*Task item*
Scan the records for lines with the string "suit". Say how many there are, and add nothing.

*Data for this task*
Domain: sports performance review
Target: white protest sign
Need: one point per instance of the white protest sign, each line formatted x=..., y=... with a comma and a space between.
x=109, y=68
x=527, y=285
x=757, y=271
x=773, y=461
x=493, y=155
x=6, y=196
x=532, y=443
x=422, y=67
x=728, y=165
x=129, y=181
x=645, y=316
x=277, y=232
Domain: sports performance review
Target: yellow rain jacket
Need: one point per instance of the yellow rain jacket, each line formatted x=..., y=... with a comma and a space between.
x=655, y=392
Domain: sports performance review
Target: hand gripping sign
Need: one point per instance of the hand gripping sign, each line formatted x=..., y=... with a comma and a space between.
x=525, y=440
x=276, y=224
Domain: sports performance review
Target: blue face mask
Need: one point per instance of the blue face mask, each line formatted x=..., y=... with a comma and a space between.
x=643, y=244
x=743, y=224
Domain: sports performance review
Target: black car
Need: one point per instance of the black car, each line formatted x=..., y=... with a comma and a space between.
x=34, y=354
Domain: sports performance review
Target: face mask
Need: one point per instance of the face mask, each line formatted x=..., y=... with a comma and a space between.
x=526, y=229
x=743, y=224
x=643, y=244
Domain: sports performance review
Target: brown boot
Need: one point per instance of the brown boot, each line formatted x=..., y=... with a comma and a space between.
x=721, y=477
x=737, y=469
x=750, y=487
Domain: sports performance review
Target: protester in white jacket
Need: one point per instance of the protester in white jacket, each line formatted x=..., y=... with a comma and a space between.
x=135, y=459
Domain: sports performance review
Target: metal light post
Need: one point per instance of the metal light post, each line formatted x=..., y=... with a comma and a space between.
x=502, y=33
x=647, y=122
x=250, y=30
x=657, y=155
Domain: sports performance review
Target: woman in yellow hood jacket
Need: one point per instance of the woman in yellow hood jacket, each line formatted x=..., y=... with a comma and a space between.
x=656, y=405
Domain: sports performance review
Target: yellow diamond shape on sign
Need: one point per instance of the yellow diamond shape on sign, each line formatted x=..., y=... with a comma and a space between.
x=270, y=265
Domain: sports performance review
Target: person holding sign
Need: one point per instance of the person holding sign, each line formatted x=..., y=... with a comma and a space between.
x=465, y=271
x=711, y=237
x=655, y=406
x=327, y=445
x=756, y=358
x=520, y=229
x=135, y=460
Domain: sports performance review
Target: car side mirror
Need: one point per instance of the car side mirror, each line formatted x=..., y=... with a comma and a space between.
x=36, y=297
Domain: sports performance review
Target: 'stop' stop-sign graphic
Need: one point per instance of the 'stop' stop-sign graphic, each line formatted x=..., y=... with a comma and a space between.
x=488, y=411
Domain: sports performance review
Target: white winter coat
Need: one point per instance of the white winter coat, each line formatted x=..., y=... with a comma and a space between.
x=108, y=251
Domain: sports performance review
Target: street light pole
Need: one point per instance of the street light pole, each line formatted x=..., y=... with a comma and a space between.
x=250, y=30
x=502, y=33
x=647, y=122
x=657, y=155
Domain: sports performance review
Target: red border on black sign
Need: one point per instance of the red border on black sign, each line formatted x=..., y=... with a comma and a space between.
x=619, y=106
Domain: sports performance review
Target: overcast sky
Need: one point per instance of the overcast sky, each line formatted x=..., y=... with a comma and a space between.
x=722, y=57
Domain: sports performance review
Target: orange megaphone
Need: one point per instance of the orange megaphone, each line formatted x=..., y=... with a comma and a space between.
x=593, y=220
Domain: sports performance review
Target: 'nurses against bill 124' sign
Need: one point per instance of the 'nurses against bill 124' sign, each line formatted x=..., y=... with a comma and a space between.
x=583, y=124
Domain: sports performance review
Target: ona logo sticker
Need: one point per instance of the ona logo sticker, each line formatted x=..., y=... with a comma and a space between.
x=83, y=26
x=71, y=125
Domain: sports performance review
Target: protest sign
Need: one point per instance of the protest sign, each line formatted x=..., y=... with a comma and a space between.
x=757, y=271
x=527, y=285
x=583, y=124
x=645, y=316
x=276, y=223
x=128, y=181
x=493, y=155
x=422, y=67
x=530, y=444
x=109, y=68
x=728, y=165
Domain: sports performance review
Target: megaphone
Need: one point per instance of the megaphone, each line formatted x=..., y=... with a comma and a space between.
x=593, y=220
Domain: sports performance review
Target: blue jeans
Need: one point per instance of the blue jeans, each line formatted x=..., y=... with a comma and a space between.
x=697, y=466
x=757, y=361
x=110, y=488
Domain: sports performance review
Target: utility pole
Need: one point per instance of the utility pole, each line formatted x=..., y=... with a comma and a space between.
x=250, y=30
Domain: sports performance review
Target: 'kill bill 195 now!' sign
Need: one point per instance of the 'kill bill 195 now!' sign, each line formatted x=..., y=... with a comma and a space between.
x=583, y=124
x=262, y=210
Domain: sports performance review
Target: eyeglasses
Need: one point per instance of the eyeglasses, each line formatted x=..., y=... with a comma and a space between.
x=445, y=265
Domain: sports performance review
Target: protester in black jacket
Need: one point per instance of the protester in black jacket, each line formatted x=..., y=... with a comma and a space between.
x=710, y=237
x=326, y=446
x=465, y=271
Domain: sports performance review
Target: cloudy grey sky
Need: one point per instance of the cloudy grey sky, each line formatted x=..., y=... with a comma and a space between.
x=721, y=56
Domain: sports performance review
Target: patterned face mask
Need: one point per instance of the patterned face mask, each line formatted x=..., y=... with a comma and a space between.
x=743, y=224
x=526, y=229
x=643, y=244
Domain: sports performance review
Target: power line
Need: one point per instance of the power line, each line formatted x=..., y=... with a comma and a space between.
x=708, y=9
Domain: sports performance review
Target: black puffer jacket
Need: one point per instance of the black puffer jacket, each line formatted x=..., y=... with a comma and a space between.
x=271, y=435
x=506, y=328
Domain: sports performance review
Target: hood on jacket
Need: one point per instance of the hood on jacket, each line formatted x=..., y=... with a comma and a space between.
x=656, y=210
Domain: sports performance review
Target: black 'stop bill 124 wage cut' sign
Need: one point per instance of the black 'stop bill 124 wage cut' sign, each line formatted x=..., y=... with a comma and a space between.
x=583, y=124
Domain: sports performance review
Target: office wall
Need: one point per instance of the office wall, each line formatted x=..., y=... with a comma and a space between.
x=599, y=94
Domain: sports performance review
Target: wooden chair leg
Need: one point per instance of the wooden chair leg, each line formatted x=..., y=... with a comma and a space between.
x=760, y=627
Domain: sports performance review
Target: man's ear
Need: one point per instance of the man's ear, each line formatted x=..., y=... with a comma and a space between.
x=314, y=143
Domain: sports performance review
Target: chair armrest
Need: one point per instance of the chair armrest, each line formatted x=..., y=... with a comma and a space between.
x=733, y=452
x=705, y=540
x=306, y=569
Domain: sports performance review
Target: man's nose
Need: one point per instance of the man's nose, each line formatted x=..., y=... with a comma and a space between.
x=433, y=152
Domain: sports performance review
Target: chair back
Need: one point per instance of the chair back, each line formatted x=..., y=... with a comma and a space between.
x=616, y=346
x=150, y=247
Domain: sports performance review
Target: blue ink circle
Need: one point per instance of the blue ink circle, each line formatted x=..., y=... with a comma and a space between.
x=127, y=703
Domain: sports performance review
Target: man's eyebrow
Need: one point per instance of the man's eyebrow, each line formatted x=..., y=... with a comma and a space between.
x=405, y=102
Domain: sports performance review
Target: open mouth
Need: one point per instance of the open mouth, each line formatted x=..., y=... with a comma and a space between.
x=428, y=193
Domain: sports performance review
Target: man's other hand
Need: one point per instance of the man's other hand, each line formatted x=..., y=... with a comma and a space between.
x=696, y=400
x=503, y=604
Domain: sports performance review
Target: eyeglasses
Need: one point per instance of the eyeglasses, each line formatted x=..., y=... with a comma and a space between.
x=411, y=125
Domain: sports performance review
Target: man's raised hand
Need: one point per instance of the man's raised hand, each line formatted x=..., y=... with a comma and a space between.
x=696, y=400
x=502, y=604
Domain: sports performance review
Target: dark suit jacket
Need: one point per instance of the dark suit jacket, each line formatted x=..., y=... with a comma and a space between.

*Response to this task*
2